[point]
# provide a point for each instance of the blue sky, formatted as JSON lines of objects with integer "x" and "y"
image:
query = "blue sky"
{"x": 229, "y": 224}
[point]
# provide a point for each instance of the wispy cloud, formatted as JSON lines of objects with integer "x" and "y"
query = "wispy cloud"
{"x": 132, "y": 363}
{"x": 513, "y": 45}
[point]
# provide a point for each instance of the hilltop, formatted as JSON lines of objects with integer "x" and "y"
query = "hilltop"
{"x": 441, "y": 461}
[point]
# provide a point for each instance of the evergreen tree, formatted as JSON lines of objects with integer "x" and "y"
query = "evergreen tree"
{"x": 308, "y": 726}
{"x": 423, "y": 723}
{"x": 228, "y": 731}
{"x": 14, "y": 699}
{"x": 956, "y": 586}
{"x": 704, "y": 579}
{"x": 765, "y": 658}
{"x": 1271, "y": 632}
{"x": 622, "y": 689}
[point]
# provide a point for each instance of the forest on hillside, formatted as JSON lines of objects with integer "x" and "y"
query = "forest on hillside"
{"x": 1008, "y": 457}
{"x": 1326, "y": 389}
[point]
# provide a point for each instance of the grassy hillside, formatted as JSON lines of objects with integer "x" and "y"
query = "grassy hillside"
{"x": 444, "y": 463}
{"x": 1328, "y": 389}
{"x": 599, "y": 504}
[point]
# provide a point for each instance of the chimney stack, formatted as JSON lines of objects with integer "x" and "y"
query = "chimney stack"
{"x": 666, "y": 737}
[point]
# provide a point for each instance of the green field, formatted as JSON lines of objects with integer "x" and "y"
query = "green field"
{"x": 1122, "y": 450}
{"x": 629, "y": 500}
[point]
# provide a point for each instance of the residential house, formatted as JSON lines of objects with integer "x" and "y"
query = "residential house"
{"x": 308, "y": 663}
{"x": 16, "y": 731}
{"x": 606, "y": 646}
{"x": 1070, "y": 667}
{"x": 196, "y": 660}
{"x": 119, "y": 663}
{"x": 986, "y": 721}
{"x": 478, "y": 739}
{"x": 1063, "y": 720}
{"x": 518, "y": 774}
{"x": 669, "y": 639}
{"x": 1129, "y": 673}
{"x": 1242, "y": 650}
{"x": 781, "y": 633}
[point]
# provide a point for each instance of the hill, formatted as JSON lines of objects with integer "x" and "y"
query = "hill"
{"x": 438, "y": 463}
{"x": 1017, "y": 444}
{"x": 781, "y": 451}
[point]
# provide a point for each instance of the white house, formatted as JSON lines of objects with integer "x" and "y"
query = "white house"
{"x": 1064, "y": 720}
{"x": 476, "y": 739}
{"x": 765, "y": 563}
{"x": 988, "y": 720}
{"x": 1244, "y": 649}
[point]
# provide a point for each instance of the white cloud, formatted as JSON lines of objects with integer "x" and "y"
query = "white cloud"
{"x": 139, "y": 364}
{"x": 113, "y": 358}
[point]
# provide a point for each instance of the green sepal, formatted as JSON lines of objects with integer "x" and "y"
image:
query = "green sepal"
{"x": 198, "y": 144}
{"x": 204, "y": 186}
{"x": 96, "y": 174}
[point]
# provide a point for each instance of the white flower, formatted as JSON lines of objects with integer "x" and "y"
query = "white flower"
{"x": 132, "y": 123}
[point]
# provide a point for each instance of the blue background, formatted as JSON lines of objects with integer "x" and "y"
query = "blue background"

**What you will do:** Quote all of the entries verbatim.

**Task solution:**
[point]
# provide a point for each instance of the blue sky, formatted as JSON lines of objects with integer "x" and "y"
image:
query = "blue sky"
{"x": 229, "y": 224}
[point]
# provide a point for each instance of the wispy cloud, formatted as JSON lines of objects with integer "x" and "y"
query = "wispy cloud"
{"x": 132, "y": 363}
{"x": 513, "y": 45}
[point]
# provide a point for each instance of the hilltop, formatted as JSON lines of objects with integer "x" and "y"
query = "hilltop"
{"x": 441, "y": 461}
[point]
# provide a point for each instance of the evergreen tree, formatted as JSON lines of objects with integer "x" and "y"
query = "evergreen tree"
{"x": 308, "y": 726}
{"x": 423, "y": 723}
{"x": 228, "y": 731}
{"x": 14, "y": 699}
{"x": 956, "y": 586}
{"x": 704, "y": 579}
{"x": 765, "y": 658}
{"x": 1271, "y": 632}
{"x": 622, "y": 689}
[point]
# provide a point for each instance of the forest on hillside, formatted as JSON lines of objects with integer "x" and "y"
query = "forest on hillside"
{"x": 1008, "y": 457}
{"x": 1326, "y": 389}
[point]
# provide a point for each instance of the grassy hillside, formatted as JSON lines of objects with integer "x" and "y"
query = "grassy hillside"
{"x": 444, "y": 463}
{"x": 1328, "y": 389}
{"x": 599, "y": 504}
[point]
# provide a point for each instance of the chimney stack, formatted as JSON lines of objects with integer "x" and "y"
query = "chimney stack"
{"x": 666, "y": 737}
[point]
# provide a point for each instance of the green field, formatted as JSON lines of objects with integer "x" and "y"
query = "green field"
{"x": 1122, "y": 450}
{"x": 629, "y": 500}
[point]
# provide a point for each instance of the residential house, formatted as JSON lines of objects with integer "x" and "y"
query = "residential house"
{"x": 308, "y": 663}
{"x": 16, "y": 731}
{"x": 606, "y": 646}
{"x": 1070, "y": 667}
{"x": 196, "y": 660}
{"x": 119, "y": 663}
{"x": 986, "y": 721}
{"x": 478, "y": 739}
{"x": 1063, "y": 720}
{"x": 518, "y": 774}
{"x": 669, "y": 639}
{"x": 1129, "y": 673}
{"x": 1242, "y": 650}
{"x": 781, "y": 633}
[point]
# provide a point for each instance of the hill, formatted as JSON lines of objects with integer "x" and "y"
query = "hill"
{"x": 438, "y": 463}
{"x": 1017, "y": 444}
{"x": 781, "y": 451}
[point]
# provide a point for each instance of the white house, formatted as JSON lines of objects with integer "x" and "y"
query = "white house"
{"x": 1064, "y": 720}
{"x": 476, "y": 739}
{"x": 765, "y": 563}
{"x": 988, "y": 720}
{"x": 1244, "y": 649}
[point]
# provide a point for each instance of the white cloud, formatted as JSON lines of objects with integer "x" and "y"
query = "white cloud"
{"x": 139, "y": 364}
{"x": 113, "y": 358}
[point]
# provide a point for each instance of the green sepal, formatted as JSON lines of objects with integer "x" and "y"
image:
query = "green sepal"
{"x": 198, "y": 144}
{"x": 204, "y": 186}
{"x": 96, "y": 174}
[point]
# provide a point for each instance of the white flower, formatted as JSON lines of objects with integer "x" and "y"
query = "white flower"
{"x": 132, "y": 123}
[point]
# provide a point for each instance of the blue background, formatted as JSON lines of objects with integer "x" and "y"
query = "blue background"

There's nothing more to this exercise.